_How to complete this task:_
Nothing but the line with "Would you be so kind as to point out the archway" and the lines after it, through the end of the records below, is to be repeated, exactly as it is.

Region pointing data:

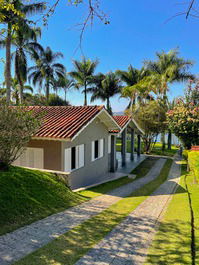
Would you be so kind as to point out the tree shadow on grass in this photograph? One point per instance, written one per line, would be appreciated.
(125, 244)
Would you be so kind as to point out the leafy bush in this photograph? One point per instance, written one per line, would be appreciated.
(183, 119)
(193, 160)
(16, 128)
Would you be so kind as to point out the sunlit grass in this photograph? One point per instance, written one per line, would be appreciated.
(157, 150)
(68, 248)
(172, 244)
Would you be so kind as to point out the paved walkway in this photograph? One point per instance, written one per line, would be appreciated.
(121, 171)
(23, 241)
(128, 242)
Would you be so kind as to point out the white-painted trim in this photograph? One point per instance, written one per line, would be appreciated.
(88, 123)
(126, 125)
(51, 139)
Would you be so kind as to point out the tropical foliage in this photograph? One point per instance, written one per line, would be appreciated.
(14, 17)
(47, 70)
(105, 87)
(16, 128)
(151, 117)
(183, 119)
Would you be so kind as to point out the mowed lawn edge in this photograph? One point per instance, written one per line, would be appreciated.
(172, 243)
(31, 195)
(71, 246)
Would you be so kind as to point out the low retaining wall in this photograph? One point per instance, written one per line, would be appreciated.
(61, 175)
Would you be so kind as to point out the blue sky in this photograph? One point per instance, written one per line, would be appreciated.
(137, 30)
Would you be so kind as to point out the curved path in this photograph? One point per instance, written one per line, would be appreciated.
(16, 245)
(127, 244)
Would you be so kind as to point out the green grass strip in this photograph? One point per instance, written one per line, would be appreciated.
(71, 246)
(140, 171)
(192, 182)
(172, 243)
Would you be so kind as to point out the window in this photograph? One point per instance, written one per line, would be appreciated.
(74, 158)
(109, 144)
(97, 149)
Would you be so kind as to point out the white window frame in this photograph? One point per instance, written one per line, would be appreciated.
(100, 149)
(79, 158)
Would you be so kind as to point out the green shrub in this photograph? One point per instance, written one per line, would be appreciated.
(185, 154)
(193, 160)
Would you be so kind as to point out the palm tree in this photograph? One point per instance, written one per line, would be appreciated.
(25, 42)
(46, 70)
(131, 78)
(15, 91)
(167, 69)
(105, 87)
(12, 18)
(64, 83)
(83, 74)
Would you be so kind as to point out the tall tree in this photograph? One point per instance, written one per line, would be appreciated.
(26, 44)
(105, 87)
(12, 18)
(64, 83)
(46, 69)
(83, 74)
(131, 77)
(15, 91)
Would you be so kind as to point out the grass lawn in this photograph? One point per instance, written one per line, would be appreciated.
(68, 248)
(29, 195)
(172, 243)
(140, 171)
(156, 150)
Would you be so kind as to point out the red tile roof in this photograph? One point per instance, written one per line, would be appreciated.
(122, 120)
(63, 121)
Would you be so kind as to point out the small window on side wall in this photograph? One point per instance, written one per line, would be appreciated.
(97, 149)
(74, 158)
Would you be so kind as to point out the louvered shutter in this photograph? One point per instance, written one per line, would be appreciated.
(81, 155)
(101, 147)
(109, 144)
(67, 160)
(92, 151)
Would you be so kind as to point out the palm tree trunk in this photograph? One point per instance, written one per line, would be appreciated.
(163, 141)
(85, 94)
(169, 140)
(20, 92)
(65, 94)
(8, 63)
(47, 90)
(108, 105)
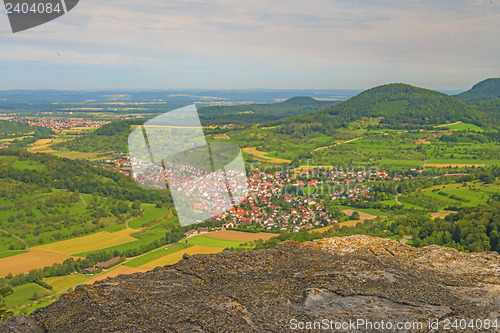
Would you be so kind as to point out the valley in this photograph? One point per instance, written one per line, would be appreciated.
(395, 161)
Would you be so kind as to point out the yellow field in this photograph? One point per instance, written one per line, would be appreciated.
(362, 216)
(23, 263)
(261, 156)
(177, 256)
(116, 271)
(239, 235)
(222, 137)
(92, 242)
(43, 142)
(454, 165)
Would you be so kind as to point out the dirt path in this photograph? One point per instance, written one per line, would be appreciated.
(19, 238)
(83, 200)
(340, 143)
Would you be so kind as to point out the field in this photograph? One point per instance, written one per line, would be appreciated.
(342, 224)
(362, 215)
(22, 294)
(453, 165)
(60, 283)
(156, 254)
(150, 213)
(10, 254)
(27, 261)
(261, 156)
(460, 126)
(216, 242)
(116, 271)
(239, 235)
(177, 256)
(91, 242)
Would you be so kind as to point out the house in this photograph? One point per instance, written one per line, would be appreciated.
(108, 263)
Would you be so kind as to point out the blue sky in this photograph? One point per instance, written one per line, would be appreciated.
(330, 44)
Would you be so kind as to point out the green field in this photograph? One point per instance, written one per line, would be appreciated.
(26, 165)
(370, 211)
(463, 127)
(22, 295)
(10, 254)
(208, 241)
(136, 262)
(32, 307)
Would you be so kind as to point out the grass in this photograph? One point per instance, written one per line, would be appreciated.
(25, 165)
(88, 243)
(158, 234)
(370, 211)
(22, 295)
(60, 283)
(150, 213)
(25, 262)
(177, 256)
(208, 241)
(463, 127)
(156, 254)
(11, 254)
(32, 307)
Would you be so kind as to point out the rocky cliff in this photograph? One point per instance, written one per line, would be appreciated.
(347, 284)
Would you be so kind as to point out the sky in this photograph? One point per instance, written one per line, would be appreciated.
(280, 44)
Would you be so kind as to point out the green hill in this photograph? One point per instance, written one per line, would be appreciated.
(491, 108)
(110, 137)
(393, 106)
(260, 113)
(483, 91)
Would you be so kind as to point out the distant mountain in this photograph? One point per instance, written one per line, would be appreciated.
(260, 113)
(392, 105)
(483, 91)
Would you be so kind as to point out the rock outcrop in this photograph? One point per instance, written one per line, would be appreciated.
(328, 282)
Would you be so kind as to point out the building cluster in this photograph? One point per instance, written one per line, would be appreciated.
(59, 123)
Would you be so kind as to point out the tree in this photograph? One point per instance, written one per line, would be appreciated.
(4, 292)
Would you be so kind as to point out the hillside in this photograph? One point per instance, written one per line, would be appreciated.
(393, 106)
(483, 91)
(355, 278)
(110, 137)
(260, 113)
(22, 134)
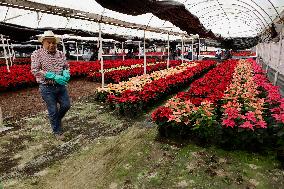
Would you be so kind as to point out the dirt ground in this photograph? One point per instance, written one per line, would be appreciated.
(26, 102)
(104, 150)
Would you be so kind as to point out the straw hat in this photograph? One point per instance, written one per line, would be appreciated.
(48, 34)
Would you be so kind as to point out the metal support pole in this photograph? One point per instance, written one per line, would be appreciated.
(13, 52)
(114, 48)
(5, 53)
(101, 55)
(77, 51)
(1, 118)
(145, 71)
(9, 52)
(168, 61)
(182, 49)
(192, 49)
(279, 60)
(139, 49)
(122, 51)
(63, 46)
(199, 46)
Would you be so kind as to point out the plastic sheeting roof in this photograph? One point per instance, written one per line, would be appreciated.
(29, 19)
(234, 18)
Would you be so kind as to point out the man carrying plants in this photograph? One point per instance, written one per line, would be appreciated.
(51, 70)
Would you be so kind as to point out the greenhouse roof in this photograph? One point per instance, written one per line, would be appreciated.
(234, 18)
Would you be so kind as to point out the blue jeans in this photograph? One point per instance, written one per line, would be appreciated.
(53, 95)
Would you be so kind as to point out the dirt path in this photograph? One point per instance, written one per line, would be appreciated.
(26, 102)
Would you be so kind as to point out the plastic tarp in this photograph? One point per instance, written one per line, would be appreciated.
(234, 18)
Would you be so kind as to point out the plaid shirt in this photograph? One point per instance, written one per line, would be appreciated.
(42, 61)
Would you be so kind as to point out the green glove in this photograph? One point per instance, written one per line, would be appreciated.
(60, 80)
(66, 74)
(50, 75)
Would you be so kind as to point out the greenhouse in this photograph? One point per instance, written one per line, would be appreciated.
(141, 94)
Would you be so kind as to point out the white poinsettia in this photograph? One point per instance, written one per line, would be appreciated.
(138, 82)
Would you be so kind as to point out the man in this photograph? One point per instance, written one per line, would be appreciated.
(51, 70)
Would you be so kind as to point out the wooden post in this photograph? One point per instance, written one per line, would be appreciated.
(5, 53)
(1, 118)
(101, 55)
(279, 60)
(145, 71)
(168, 61)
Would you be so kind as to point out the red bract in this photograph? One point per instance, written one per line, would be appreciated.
(212, 86)
(21, 74)
(161, 114)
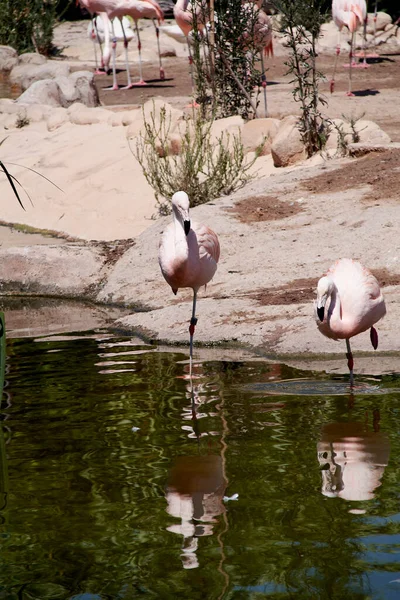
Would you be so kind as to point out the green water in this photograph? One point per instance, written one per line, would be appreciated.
(110, 490)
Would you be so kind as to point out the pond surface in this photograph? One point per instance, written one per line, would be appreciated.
(285, 486)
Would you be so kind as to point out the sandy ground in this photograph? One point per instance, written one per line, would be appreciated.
(278, 235)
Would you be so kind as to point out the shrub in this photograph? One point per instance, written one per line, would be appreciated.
(27, 25)
(205, 168)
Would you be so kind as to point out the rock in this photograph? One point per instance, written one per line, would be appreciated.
(167, 50)
(156, 105)
(364, 132)
(57, 118)
(129, 116)
(16, 121)
(57, 270)
(37, 112)
(26, 74)
(42, 92)
(254, 131)
(8, 106)
(32, 58)
(287, 147)
(382, 20)
(84, 83)
(74, 107)
(115, 119)
(68, 90)
(89, 116)
(370, 133)
(228, 125)
(8, 58)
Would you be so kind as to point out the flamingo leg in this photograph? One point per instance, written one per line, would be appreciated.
(162, 74)
(141, 80)
(363, 53)
(349, 92)
(264, 82)
(332, 82)
(129, 81)
(350, 362)
(193, 323)
(114, 55)
(93, 35)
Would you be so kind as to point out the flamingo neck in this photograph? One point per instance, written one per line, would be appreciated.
(181, 242)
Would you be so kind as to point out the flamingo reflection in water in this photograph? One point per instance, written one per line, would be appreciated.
(352, 459)
(194, 494)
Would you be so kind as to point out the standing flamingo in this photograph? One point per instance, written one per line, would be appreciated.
(353, 14)
(349, 301)
(137, 9)
(97, 31)
(188, 255)
(260, 35)
(183, 13)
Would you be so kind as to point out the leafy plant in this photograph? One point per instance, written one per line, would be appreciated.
(301, 24)
(11, 179)
(224, 57)
(27, 25)
(205, 167)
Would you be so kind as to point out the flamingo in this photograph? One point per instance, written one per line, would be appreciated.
(97, 31)
(261, 38)
(351, 13)
(137, 9)
(183, 13)
(188, 255)
(349, 301)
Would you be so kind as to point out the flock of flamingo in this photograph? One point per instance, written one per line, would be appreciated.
(110, 25)
(349, 300)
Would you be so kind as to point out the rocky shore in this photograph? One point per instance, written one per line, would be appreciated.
(95, 240)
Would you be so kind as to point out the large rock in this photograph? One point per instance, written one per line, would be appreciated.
(68, 90)
(382, 20)
(84, 84)
(32, 58)
(26, 74)
(287, 147)
(257, 132)
(52, 270)
(365, 132)
(8, 58)
(46, 91)
(229, 125)
(89, 116)
(57, 118)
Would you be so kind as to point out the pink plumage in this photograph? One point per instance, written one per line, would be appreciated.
(349, 301)
(137, 9)
(188, 254)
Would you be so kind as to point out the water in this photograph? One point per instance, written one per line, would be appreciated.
(286, 486)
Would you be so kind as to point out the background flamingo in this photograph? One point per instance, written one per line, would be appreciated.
(261, 38)
(183, 13)
(352, 14)
(100, 29)
(137, 9)
(349, 301)
(188, 255)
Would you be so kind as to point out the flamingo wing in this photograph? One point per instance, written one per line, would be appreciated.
(207, 242)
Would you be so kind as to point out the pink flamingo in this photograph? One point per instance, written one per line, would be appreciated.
(183, 13)
(137, 9)
(349, 301)
(261, 37)
(99, 31)
(351, 13)
(188, 255)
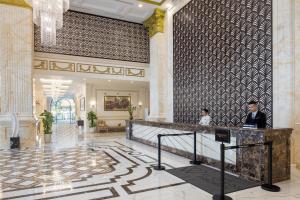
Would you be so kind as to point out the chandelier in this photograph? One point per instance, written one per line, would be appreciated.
(48, 15)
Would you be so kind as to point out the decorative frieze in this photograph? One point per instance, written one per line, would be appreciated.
(155, 23)
(42, 64)
(62, 66)
(135, 72)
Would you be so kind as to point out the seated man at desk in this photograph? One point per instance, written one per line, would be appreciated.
(255, 118)
(205, 119)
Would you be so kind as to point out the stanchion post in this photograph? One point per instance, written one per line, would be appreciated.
(222, 195)
(195, 161)
(159, 166)
(269, 186)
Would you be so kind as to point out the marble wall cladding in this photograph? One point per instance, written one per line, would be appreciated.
(222, 59)
(98, 37)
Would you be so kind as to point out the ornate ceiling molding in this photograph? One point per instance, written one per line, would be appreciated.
(20, 3)
(153, 2)
(155, 23)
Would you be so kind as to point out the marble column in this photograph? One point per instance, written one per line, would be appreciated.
(296, 133)
(158, 77)
(283, 63)
(16, 54)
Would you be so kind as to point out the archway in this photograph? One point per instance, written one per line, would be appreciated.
(63, 110)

_Expected answer:_
Would you be so kind as to point out the archway in this photograph? One point per instance, written one per line, would be appreciated.
(63, 110)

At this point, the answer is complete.